Records of labeled boxes:
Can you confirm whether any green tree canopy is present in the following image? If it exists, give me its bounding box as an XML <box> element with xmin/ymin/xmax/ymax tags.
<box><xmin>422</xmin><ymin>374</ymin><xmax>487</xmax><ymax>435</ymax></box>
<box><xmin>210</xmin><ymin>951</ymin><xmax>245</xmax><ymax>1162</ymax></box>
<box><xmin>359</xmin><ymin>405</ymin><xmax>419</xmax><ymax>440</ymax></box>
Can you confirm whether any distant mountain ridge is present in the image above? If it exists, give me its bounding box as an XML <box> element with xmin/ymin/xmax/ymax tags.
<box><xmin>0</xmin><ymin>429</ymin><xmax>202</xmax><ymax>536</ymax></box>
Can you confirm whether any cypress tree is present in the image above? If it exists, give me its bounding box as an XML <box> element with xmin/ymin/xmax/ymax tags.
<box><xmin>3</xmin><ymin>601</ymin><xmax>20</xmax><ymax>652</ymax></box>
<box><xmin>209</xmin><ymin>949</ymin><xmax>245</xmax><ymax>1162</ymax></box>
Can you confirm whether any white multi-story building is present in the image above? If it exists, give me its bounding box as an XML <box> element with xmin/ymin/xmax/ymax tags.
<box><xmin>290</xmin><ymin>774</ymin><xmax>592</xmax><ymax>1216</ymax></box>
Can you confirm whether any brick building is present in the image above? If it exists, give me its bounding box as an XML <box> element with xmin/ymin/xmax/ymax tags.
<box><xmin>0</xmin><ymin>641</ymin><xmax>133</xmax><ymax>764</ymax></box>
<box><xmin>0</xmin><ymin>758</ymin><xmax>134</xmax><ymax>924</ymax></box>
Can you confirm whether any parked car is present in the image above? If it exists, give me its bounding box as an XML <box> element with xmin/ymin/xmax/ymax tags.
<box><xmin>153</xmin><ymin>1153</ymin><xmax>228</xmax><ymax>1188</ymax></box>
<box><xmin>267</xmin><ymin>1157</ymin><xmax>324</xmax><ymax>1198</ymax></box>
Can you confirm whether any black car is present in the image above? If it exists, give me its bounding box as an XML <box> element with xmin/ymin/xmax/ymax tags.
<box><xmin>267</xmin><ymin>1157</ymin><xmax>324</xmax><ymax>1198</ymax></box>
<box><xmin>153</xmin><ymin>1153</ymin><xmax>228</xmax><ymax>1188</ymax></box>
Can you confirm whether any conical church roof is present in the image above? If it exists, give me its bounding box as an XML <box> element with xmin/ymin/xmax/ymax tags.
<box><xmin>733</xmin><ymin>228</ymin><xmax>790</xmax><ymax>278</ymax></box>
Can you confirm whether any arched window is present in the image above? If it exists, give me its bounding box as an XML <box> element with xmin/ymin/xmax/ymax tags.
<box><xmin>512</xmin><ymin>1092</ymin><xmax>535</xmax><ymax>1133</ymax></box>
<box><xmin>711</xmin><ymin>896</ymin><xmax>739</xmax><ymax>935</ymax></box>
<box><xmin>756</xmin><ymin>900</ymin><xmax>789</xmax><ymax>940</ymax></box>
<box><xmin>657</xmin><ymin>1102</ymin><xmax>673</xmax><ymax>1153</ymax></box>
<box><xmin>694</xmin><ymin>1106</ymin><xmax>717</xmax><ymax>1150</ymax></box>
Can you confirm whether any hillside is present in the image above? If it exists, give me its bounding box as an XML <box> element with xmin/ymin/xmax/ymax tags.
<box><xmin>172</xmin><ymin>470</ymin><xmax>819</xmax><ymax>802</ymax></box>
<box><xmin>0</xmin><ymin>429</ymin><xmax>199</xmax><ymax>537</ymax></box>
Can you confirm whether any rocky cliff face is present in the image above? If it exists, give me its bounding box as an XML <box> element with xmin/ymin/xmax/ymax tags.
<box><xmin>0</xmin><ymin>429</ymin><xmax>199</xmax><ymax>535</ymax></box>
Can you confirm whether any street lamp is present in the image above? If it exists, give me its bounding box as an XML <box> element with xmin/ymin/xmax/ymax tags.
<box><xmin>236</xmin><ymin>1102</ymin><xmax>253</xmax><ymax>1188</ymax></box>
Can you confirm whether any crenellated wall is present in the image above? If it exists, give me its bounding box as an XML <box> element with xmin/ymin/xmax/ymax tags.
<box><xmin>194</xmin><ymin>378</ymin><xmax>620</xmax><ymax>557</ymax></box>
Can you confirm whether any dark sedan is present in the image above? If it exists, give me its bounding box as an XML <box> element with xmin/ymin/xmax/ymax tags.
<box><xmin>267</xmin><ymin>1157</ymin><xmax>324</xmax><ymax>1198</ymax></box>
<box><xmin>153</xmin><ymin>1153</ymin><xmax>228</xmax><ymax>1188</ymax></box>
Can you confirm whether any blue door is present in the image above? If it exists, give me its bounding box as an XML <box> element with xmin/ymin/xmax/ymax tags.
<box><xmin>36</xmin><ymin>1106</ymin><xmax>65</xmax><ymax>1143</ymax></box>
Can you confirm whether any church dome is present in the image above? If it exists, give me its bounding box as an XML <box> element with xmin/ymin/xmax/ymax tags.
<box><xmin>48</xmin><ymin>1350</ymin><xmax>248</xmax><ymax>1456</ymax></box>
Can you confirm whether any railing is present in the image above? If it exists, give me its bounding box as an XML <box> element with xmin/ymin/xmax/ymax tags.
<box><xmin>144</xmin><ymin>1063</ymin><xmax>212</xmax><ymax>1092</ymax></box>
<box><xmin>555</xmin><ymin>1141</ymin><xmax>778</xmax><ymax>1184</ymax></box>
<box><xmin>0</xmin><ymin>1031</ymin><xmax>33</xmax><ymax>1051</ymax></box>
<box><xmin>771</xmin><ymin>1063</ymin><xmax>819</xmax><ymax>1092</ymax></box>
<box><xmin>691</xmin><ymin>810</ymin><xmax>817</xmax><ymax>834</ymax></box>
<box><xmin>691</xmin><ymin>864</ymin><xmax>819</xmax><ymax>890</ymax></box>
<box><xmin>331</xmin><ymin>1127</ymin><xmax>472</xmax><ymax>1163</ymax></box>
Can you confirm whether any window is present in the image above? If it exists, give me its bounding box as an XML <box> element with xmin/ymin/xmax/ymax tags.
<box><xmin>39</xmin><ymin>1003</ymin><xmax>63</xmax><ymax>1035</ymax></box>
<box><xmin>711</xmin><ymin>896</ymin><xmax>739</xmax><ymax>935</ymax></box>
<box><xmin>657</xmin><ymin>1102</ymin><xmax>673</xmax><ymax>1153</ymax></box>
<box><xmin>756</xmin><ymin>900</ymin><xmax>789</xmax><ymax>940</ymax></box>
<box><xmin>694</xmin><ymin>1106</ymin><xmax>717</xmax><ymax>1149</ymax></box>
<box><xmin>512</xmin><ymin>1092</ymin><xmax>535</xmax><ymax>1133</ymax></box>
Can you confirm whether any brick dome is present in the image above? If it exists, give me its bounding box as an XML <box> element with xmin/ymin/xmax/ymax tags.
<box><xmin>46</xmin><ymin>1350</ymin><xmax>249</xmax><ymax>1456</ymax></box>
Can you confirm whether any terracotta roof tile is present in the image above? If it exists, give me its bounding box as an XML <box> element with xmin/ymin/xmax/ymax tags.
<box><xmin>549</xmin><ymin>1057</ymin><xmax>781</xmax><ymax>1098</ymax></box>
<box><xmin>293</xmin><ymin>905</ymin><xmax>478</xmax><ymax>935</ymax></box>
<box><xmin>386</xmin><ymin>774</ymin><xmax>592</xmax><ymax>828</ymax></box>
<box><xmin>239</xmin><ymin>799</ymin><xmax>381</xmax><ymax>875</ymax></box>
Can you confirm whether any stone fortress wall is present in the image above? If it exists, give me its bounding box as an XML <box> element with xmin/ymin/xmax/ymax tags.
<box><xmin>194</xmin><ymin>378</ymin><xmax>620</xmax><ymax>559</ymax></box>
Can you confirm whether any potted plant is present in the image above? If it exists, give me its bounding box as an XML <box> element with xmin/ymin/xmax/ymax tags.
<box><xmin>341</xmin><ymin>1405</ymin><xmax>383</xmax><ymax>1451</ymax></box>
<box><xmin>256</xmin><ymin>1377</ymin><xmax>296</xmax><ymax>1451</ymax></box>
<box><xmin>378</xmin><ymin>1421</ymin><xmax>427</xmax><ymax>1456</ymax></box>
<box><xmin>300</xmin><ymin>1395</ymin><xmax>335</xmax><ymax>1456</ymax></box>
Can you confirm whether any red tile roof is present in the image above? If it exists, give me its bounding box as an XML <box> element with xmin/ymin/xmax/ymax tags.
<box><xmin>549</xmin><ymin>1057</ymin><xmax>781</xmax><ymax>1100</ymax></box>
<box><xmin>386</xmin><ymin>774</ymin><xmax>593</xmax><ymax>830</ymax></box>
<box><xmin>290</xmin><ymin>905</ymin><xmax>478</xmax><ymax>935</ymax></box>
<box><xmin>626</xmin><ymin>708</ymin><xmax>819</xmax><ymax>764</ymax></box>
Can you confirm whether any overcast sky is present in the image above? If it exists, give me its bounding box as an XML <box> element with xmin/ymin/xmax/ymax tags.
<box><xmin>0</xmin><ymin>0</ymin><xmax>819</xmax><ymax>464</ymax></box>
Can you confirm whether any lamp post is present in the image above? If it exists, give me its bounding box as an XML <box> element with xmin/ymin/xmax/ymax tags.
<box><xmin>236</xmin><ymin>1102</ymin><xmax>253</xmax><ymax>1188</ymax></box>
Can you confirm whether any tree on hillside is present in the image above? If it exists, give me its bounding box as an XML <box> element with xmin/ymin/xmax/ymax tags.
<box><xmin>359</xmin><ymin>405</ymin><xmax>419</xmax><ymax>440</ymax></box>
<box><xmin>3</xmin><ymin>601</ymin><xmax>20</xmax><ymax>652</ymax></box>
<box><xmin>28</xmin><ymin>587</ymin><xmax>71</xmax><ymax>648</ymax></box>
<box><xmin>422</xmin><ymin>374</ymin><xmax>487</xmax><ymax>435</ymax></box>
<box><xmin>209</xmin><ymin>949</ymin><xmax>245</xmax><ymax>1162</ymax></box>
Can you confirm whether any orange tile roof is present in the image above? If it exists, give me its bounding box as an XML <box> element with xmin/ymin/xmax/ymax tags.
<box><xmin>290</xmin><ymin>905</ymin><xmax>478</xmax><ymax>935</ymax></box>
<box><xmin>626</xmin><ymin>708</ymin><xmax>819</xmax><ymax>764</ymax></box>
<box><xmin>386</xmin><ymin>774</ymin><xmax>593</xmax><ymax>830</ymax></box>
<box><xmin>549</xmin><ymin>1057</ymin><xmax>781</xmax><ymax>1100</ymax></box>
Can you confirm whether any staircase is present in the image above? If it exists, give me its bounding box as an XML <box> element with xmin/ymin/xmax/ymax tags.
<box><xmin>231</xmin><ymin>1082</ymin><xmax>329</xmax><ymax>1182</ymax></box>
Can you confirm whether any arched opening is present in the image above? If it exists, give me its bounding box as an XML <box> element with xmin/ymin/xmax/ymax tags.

Required task:
Pull out every line of the data above that contains the word "arched", and copy each one in full.

Full answer:
Can you confirm whether any arched window is present in the image above? If it exists, give me its bounding box as an XML <box> element with xmin/ymin/xmax/ymax tags.
Can you confirm whether any arched opening is present in the image above? If it exists, give me its bounding box as an XML <box> element with xmin/ymin/xmax/ymax tags.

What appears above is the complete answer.